- Citizenship: United Kingdom
- Education: Cardiff University
- Occupation: Clinical Psychologist

= Vaughan Bell =

British clinical psychologist

Vaughan Bell is a British clinical psychologist, currently at the South London and Maudsley NHS Foundation Trust specialising in psychological interventions for psychotic outpatients and in training other professionals to deal with such patients. He is a clinical senior lecturer in the Division of Psychiatry at the Faculty of Brain Sciences at University College London and a visiting researcher at the Institute of Psychiatry, Psychology and Neuroscience, King's College London. His research focus includes neuropsychology, social cognition, psychosis and brain damage.

==Education==
Bell did his PhD at Cardiff University, he chose the cognitive neuropsychiatry of psychosis as his research topic. He completed his clinical training at the Institute of psychiatry at King's College London. He specialised in psychosis and neuropsychology and graduated with a Doctorate in Clinical Psychology.
------------------------------------------------
* **About this task**:
Continue the biographical article on Vaughan Bell, picking up after its last sentence about his Doctorate in Clinical Psychology.

* **Provided information**:
------------------------------------------------
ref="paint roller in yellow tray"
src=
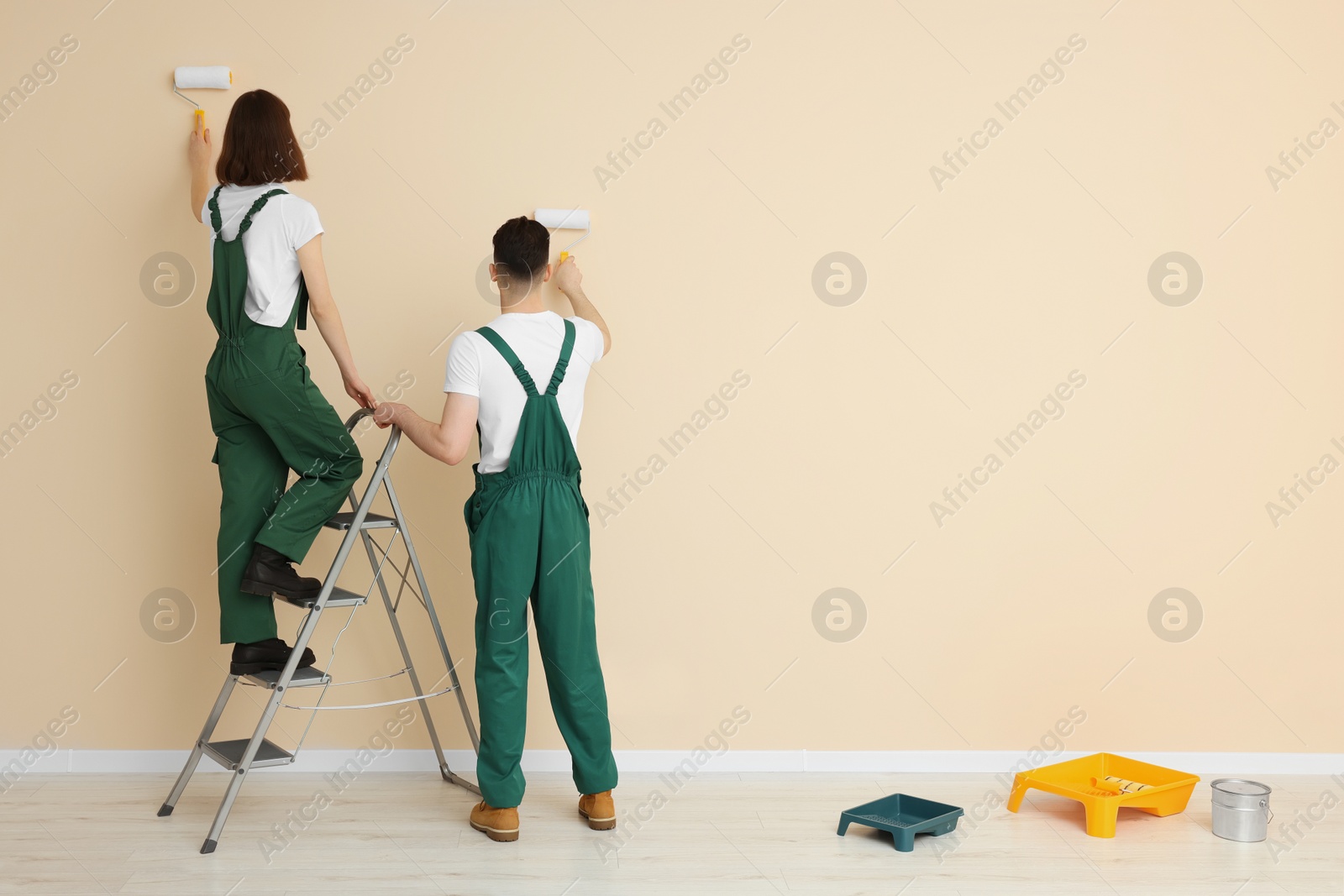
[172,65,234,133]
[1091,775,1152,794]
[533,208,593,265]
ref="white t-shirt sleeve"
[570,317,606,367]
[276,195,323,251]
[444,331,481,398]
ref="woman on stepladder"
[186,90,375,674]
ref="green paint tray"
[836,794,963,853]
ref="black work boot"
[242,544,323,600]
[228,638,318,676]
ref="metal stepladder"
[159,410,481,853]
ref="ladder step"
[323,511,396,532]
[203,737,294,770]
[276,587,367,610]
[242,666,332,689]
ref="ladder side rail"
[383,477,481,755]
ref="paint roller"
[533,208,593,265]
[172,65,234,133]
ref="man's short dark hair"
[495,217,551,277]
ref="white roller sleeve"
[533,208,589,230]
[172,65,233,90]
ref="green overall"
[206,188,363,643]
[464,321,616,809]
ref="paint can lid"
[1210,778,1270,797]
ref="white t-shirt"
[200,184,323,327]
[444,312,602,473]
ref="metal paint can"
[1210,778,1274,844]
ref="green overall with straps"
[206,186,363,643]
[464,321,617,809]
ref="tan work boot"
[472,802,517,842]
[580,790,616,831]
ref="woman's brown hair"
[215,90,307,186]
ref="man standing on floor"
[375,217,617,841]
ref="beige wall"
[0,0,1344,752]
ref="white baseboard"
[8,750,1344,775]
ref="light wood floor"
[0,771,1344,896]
------------------------------------------------
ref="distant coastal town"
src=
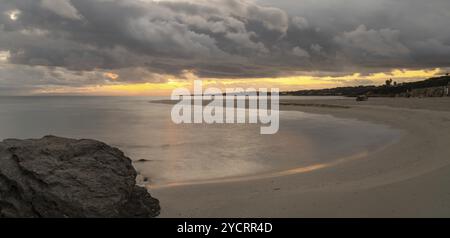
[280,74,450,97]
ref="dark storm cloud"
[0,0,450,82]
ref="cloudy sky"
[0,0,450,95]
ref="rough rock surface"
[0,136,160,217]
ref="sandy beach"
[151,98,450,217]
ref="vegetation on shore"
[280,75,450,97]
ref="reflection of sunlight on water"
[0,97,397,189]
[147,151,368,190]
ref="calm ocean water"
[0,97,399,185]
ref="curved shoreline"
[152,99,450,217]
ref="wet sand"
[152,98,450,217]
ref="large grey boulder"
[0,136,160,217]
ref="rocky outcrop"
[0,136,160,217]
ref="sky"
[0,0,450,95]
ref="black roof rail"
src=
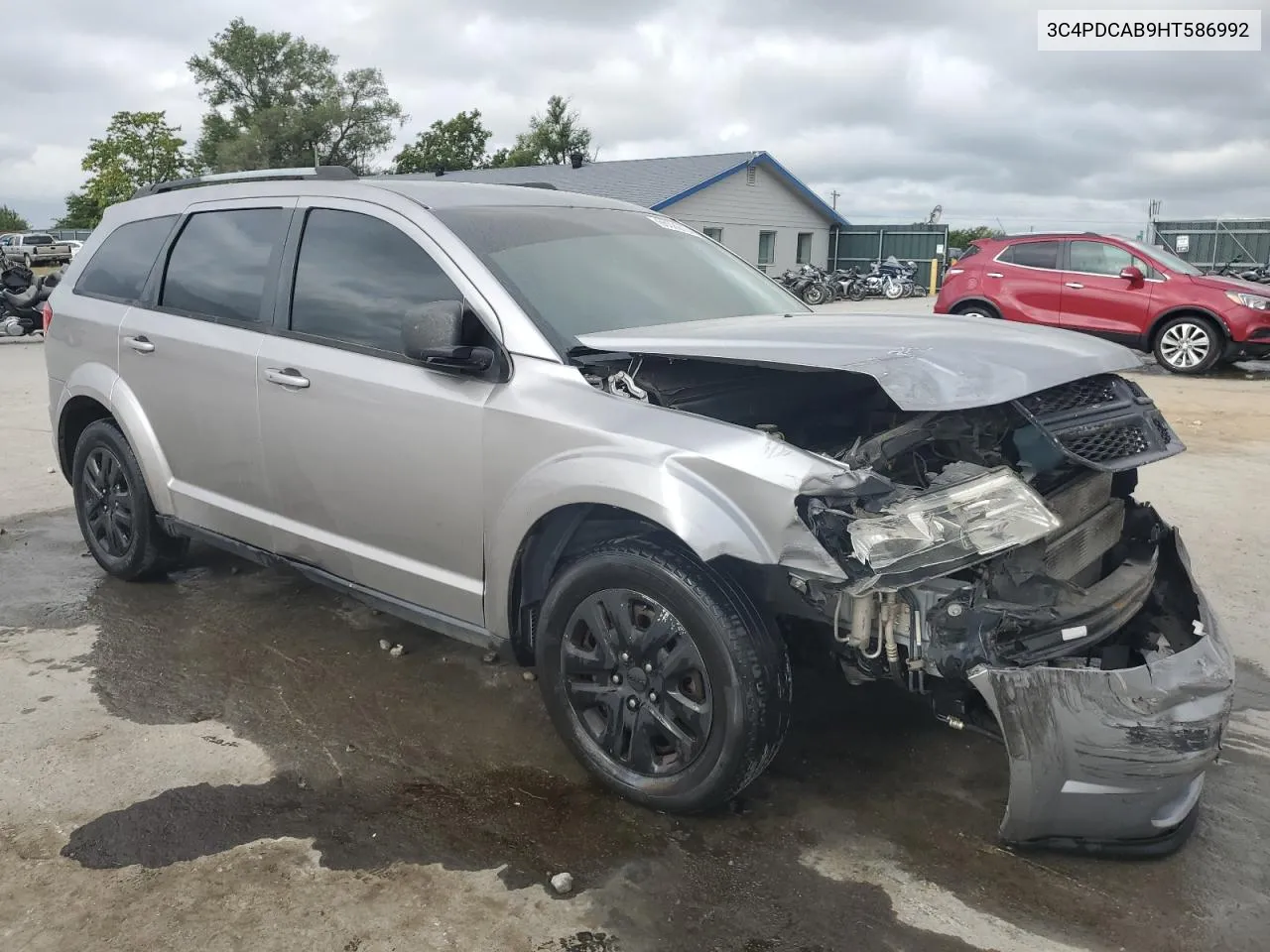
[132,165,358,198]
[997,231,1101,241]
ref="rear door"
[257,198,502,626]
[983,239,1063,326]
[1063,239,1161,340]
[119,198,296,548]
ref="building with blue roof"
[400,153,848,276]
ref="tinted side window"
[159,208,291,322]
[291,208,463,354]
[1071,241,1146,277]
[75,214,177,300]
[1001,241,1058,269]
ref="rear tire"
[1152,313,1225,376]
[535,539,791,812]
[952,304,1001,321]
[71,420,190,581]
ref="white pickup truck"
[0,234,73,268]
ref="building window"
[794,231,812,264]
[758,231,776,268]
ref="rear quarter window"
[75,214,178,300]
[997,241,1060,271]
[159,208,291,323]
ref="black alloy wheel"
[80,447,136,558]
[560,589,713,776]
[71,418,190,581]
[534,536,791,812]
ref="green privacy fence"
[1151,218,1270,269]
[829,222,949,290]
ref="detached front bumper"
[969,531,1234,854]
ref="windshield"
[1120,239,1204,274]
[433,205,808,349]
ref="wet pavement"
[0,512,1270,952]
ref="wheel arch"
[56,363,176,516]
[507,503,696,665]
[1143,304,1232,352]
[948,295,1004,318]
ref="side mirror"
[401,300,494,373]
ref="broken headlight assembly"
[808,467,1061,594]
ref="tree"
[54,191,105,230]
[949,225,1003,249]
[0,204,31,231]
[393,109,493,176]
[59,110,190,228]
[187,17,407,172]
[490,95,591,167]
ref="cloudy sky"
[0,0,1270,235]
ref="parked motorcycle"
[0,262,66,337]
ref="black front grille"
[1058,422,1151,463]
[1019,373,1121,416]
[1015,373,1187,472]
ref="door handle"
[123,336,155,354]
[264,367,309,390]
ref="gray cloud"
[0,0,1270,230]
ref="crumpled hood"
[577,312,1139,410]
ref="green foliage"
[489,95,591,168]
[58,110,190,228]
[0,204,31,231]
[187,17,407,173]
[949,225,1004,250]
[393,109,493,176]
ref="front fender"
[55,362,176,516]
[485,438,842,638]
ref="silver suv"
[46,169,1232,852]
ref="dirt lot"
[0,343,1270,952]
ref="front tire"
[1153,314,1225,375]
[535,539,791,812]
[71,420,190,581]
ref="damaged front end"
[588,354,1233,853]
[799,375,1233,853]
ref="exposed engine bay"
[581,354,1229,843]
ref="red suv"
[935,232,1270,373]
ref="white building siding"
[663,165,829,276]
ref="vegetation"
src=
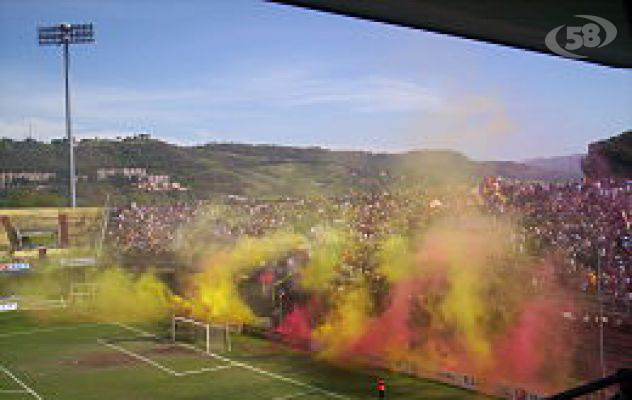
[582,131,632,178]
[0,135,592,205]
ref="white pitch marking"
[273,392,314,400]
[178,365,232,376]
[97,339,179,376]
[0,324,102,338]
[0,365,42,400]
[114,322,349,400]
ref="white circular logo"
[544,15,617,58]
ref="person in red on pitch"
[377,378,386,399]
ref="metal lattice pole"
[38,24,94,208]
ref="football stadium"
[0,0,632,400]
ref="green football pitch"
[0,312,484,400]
------------------------------------------------
* **Response**:
==Career==
Bell has been the most regular contributor to the Mind Hacks science blog, starting in 2002. In 2012 he won the Erikson Institute Prize for Excellence in Mental Health Media. In 2014 he and academic Tom Stafford received the British Psychological Society’s Public Engagement and Media Award.

Bell has written articles on psychology and neuroscience for several newspapers and magazines, including The Guardian, Discover, Slate, Wired UK, The Independent and The Atlantic. He was interviewed in 2005 by the influential journal Nature about his experience as a scientist editing Wikipedia, specifically in challenging a section on violence in the schizophrenia article.

A fluent Spanish speaker, for several years he undertook teaching and clinical work at university facilities in Colombia and worked as a mental health coordinator for Médecins sans Frontières in difficult conditions.